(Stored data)
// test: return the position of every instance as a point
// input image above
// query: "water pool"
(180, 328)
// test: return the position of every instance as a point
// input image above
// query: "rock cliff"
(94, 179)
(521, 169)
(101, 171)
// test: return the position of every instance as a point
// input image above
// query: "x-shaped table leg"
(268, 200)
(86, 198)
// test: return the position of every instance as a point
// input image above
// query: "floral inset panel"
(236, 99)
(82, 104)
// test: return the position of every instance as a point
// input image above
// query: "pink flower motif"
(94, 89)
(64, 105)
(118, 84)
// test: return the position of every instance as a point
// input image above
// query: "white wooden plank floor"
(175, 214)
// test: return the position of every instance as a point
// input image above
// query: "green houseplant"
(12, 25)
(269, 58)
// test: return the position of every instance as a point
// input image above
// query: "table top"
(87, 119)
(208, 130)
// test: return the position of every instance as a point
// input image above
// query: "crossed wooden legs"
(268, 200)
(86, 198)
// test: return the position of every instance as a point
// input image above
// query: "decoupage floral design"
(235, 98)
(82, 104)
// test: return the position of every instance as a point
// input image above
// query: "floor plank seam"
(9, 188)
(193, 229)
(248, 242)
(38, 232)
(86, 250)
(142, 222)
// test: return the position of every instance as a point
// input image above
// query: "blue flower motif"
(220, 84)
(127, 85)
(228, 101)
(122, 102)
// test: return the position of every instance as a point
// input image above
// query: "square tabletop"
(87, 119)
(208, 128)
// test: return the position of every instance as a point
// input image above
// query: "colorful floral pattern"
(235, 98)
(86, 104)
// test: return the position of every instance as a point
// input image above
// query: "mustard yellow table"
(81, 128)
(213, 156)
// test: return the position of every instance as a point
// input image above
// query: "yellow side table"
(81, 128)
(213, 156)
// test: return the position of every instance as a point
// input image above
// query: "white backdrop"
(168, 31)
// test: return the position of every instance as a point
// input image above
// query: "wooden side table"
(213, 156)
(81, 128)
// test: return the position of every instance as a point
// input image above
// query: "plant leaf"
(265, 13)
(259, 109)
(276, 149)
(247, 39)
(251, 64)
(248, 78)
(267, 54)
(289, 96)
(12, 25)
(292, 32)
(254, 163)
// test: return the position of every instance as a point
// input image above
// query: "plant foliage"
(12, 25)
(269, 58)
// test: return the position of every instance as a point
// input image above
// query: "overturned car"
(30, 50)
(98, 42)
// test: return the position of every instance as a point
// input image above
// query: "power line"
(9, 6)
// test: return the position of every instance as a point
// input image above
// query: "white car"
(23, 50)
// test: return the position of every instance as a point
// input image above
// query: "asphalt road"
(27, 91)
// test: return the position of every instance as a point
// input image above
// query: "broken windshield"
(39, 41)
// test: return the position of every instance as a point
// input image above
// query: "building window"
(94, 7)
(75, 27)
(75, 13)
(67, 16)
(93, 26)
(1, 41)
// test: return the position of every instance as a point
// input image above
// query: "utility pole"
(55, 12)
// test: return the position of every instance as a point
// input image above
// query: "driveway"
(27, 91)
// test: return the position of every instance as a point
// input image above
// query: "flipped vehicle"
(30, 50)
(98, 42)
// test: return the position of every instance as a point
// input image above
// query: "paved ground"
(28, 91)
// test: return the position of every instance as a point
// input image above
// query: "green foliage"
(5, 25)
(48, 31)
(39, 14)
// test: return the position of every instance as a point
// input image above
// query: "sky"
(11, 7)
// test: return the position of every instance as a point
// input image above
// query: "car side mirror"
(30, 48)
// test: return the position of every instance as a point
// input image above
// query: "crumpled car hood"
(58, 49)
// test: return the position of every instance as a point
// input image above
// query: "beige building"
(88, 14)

DESCRIPTION OF THE TASK ::
Extract the data exactly as given.

OUTPUT OF THE TASK ::
// test: return the position of every instance as a point
// input image above
// query: "water pool"
(180, 328)
// test: return the position of every instance as a point
// input image above
// query: "rock cliff"
(94, 179)
(521, 169)
(101, 171)
// test: return the position of every instance as a point
// input image above
// query: "x-shaped table leg"
(268, 200)
(86, 198)
// test: return the position of every instance as a point
// input image above
// query: "floral inset panel"
(236, 99)
(82, 104)
// test: return the position of every instance as a point
// input image above
// query: "pink flower motif"
(94, 89)
(64, 105)
(118, 84)
// test: return the position of every instance as a point
// input image above
// query: "white wooden plank floor"
(175, 214)
// test: return the position of every instance as a point
// input image above
// query: "green houseplant"
(12, 25)
(269, 58)
// test: return the position of every instance as a point
// input image above
// query: "table top"
(87, 119)
(208, 130)
// test: return the position of every instance as a point
// input image above
// query: "crossed wooden legs"
(268, 200)
(86, 198)
// test: return the position of every instance as a point
// input image above
// query: "decoupage floral design"
(235, 98)
(82, 104)
// test: return the position of every instance as a point
// input image above
// query: "floor plank seam"
(9, 188)
(193, 229)
(248, 242)
(38, 232)
(86, 250)
(142, 222)
// test: return the position of every instance as a point
// input image above
// query: "blue flower motif"
(220, 84)
(127, 85)
(228, 101)
(122, 102)
// test: return the position of every instance as a point
// input image above
// query: "square tabletop"
(87, 119)
(208, 128)
// test: return the position of every instance as a point
// input image above
// query: "colorful floral pattern"
(235, 98)
(86, 104)
// test: return the position of every instance as a point
// input image above
// query: "mustard yellow table"
(81, 128)
(213, 156)
// test: return the position of every instance as a point
// input image above
// query: "yellow side table"
(81, 128)
(213, 156)
// test: return the position of every instance as a point
// input image above
// query: "white backdrop"
(168, 31)
// test: return the position of every instance as a point
// input image above
// query: "wooden side table"
(213, 156)
(81, 128)
// test: return the position of every instance as a point
// input image above
// query: "plant leaf"
(265, 13)
(259, 109)
(276, 149)
(247, 39)
(251, 64)
(248, 78)
(267, 54)
(289, 96)
(12, 25)
(292, 32)
(254, 163)
// test: return the position of every instance as a point
// input image above
// query: "plant foliage"
(12, 25)
(269, 58)
// test: return the position of every instance as a point
// input image above
// query: "overturned car"
(30, 50)
(98, 42)
// test: return the position of every instance as a point
// input image above
// query: "power line"
(9, 6)
// test: return the position of every instance as a point
// input image above
// query: "white car"
(23, 50)
// test: return the position of every instance as a point
// input image above
// query: "asphalt road"
(27, 91)
// test: return the position of every instance as a point
// input image above
// query: "broken windshield"
(39, 41)
// test: return the position of every instance as a point
// input image above
// query: "building window"
(94, 7)
(75, 27)
(75, 13)
(67, 16)
(93, 26)
(1, 41)
// test: return the position of every instance as a point
// input image above
// query: "utility pole"
(55, 12)
// test: return the position of every instance as a point
// input image above
// query: "driveway"
(27, 91)
// test: return the position of every instance as a point
// input image above
// query: "flipped vehicle"
(30, 50)
(98, 42)
// test: return the position of every instance as a point
// input image above
// query: "paved ground"
(28, 91)
// test: return the position of every instance as a point
// input image above
// query: "green foliage"
(5, 25)
(48, 31)
(39, 14)
// test: return the position of every instance as a point
// input image above
// query: "sky"
(11, 7)
// test: return the position of every instance as a point
// input image above
// query: "car side mirror"
(30, 48)
// test: return the position of every instance as a point
// input image above
// query: "crumpled car hood"
(58, 49)
// test: return the position of every instance as a point
// input image above
// query: "beige building"
(88, 14)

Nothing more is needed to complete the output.